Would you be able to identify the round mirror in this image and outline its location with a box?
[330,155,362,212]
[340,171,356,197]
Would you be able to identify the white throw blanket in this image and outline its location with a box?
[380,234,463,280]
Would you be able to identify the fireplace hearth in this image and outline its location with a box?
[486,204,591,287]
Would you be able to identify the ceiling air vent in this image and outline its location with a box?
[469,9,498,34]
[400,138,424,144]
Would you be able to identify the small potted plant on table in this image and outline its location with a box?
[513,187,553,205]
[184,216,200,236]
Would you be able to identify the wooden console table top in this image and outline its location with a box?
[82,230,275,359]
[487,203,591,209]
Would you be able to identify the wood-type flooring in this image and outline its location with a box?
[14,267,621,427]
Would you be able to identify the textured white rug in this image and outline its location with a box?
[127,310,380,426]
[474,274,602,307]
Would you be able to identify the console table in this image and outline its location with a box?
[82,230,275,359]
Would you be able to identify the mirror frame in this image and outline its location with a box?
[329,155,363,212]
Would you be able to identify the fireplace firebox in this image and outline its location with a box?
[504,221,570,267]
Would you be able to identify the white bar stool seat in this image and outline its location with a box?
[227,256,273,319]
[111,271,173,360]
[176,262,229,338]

==

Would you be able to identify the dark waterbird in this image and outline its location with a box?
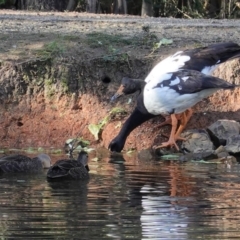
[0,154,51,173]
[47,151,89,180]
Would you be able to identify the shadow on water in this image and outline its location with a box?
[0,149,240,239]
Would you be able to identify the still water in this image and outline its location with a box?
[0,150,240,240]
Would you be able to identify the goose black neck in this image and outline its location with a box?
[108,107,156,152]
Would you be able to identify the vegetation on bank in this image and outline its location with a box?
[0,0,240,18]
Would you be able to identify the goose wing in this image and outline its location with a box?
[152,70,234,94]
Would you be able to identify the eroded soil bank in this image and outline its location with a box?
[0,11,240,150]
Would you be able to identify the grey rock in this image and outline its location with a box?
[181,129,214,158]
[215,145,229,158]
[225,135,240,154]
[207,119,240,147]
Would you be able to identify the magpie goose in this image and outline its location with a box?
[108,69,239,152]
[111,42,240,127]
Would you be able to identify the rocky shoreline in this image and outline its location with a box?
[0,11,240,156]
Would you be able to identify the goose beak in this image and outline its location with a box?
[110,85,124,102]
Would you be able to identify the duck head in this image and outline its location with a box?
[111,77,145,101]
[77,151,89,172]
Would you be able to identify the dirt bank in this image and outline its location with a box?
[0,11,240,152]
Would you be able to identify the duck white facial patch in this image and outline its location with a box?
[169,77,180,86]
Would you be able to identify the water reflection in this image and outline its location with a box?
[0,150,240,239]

==

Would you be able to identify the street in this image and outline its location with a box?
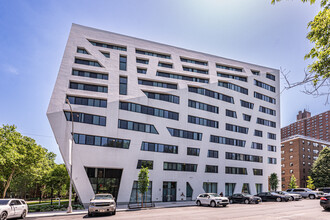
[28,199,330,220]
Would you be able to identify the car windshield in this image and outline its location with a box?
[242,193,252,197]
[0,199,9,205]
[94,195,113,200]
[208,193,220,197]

__Goal__.
Extract every line of the material above that contains the string "console", with uppercase and lowercase letters treated as different.

__Result of the exercise__.
Would you be able to identify the wooden console table top in this image and outline its location with a box?
Would you be able to identify the console table in this image and outline its location with a box?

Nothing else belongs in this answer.